* EXTRAIT DU TEXTE *
• • •

3/ LE DOCUMENT DE CONCERTATION

La convocation à la réunion du 21 avril est accompagnée d’un « document de concertation » (cf pdf en fin d’article) avec quelques grandes lignes directrice concernant la réforme.

Le CAAP dont les analyses ont été largement présentées précédemment (voir ceci) est globalement favorable aux orientations de ce document. En bref, nous sommes favorable à la simplification et ’amélioration du régime spécifique des artistes-auteurs et à sa consolidation au sein du droit commun des régimes de sécurité sociale (ce qui exclut l’option 2 qui maintiendrait un seuil dit « d’affiliation » à 900 VHMS au lieu d’instaurer et appliquer le seuil de droit commun de validation de 4 trimestres retraite qui est de 600 VHMS).

Naturellement le « diable est dans les détails » et nous serons vigilants.

Certains sujets comme le champ d’application du régime ou les revenus dits « accessoires » sont loin d’être épuisés puisqu’à ce jour ils n’ont fait l’objet d’aucune concertation.

• • •

* ENSEMBLE DES ITEMS *
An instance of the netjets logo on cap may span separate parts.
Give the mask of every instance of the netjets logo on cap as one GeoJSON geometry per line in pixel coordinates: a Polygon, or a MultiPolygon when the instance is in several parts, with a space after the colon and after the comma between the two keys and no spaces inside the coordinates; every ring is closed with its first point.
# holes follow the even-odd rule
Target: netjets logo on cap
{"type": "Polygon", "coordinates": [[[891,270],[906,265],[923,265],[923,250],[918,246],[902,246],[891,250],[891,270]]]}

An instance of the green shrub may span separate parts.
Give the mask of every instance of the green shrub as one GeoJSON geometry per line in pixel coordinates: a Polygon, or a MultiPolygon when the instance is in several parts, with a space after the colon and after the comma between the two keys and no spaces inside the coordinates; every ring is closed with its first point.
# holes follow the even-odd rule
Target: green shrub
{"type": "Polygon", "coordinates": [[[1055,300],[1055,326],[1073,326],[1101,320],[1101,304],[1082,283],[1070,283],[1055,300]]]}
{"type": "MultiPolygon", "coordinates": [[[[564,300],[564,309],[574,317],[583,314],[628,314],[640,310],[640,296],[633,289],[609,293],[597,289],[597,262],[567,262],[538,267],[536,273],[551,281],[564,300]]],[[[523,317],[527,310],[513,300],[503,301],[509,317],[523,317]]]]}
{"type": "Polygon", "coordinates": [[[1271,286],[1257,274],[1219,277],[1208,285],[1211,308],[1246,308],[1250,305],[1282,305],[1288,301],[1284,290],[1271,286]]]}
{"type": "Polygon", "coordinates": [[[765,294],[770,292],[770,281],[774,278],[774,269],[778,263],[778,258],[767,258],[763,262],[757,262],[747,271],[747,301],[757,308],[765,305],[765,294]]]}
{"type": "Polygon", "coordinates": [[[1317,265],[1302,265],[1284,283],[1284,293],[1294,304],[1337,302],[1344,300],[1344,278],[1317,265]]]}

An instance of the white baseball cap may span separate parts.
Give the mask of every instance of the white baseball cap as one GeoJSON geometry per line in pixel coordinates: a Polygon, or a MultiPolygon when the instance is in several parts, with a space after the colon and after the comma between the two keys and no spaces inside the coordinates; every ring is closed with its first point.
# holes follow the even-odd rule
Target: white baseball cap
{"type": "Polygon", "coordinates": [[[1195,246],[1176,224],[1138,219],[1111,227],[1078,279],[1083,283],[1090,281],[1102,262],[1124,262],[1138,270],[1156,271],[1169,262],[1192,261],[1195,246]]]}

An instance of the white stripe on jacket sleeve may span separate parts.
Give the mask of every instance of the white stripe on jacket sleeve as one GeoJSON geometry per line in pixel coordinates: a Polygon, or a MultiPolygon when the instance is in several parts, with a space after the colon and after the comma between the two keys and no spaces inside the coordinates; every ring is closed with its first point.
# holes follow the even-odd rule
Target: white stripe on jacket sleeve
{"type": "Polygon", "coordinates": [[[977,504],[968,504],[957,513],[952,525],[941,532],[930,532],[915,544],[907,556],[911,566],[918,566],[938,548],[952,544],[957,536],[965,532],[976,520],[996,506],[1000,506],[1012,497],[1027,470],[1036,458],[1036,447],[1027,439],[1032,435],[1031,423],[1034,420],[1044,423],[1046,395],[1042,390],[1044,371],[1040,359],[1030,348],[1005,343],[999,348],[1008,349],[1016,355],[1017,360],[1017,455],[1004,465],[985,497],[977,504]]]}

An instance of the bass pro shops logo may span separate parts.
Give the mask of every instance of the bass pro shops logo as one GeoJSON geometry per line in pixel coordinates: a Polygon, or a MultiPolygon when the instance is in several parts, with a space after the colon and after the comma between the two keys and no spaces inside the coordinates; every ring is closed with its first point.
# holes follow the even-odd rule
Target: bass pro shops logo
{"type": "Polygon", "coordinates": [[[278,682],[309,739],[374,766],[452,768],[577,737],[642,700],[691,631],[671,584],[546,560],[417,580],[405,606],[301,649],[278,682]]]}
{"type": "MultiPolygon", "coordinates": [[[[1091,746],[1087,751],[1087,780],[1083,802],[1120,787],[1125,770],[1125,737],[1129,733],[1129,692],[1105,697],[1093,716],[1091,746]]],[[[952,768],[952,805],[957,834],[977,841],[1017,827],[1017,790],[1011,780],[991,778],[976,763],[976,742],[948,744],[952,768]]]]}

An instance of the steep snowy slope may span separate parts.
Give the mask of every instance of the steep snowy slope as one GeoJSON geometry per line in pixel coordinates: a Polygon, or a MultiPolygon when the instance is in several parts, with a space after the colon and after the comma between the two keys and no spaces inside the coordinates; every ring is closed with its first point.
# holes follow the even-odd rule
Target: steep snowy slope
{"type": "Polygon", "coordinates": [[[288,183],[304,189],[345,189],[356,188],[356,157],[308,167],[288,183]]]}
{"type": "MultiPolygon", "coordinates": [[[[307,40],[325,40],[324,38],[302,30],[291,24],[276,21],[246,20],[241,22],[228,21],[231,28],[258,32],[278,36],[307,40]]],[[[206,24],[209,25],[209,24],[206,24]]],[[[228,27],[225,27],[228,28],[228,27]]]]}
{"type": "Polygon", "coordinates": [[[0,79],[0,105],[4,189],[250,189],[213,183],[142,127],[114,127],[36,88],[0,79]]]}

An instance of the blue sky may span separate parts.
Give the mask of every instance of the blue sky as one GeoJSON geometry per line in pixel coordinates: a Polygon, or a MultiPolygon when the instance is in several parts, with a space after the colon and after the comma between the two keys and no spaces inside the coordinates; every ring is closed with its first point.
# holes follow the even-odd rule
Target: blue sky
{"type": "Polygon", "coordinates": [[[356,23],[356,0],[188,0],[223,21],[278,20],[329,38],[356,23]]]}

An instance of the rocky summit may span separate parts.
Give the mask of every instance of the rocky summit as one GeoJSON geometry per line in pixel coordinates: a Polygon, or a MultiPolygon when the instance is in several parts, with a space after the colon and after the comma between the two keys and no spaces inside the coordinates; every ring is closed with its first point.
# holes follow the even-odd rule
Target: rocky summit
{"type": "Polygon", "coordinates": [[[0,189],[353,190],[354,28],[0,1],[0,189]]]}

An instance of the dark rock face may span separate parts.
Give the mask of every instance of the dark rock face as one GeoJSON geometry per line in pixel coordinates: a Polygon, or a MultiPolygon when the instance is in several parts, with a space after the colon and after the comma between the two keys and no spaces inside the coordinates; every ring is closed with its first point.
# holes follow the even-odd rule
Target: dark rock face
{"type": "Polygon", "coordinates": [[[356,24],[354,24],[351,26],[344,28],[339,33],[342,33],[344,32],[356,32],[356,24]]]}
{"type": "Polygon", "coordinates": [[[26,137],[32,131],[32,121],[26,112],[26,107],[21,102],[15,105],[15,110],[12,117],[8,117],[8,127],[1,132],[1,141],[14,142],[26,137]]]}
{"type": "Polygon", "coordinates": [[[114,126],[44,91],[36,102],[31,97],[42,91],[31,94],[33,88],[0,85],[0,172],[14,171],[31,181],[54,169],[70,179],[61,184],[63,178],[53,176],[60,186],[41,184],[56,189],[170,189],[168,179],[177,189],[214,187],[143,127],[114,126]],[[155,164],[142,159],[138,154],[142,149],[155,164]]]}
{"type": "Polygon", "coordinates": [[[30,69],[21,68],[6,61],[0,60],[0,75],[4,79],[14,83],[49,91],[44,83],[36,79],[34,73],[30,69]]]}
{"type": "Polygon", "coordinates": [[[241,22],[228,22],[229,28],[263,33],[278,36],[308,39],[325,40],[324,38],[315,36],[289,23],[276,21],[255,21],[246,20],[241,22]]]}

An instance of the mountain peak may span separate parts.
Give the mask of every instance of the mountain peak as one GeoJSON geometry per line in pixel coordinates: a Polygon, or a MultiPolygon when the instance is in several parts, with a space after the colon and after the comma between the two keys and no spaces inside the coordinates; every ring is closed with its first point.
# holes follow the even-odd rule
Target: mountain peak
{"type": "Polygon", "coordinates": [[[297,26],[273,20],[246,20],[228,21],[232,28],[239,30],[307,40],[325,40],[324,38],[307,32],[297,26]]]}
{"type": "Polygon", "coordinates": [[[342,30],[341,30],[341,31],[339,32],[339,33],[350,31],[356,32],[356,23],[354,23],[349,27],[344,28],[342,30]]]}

• • •

* TRAVAIL DEMANDÉ *
Restituez mot pour mot l'intégralité du texte sur le document de concertation. Les items proviennent d'une autre source que le texte.

* RÉPONSE ATTENDUE *
3/ LE DOCUMENT DE CONCERTATION

La convocation à la réunion du 21 avril est accompagnée d’un « document de concertation » (cf pdf en fin d’article) avec quelques grandes lignes directrice concernant la réforme.

Le CAAP dont les analyses ont été largement présentées précédemment (voir ceci) est globalement favorable aux orientations de ce document. En bref, nous sommes favorable à la simplification et ’amélioration du régime spécifique des artistes-auteurs et à sa consolidation au sein du droit commun des régimes de sécurité sociale (ce qui exclut l’option 2 qui maintiendrait un seuil dit « d’affiliation » à 900 VHMS au lieu d’instaurer et appliquer le seuil de droit commun de validation de 4 trimestres retraite qui est de 600 VHMS).

Naturellement le « diable est dans les détails » et nous serons vigilants.

Certains sujets comme le champ d’application du régime ou les revenus dits « accessoires » sont loin d’être épuisés puisqu’à ce jour ils n’ont fait l’objet d’aucune concertation.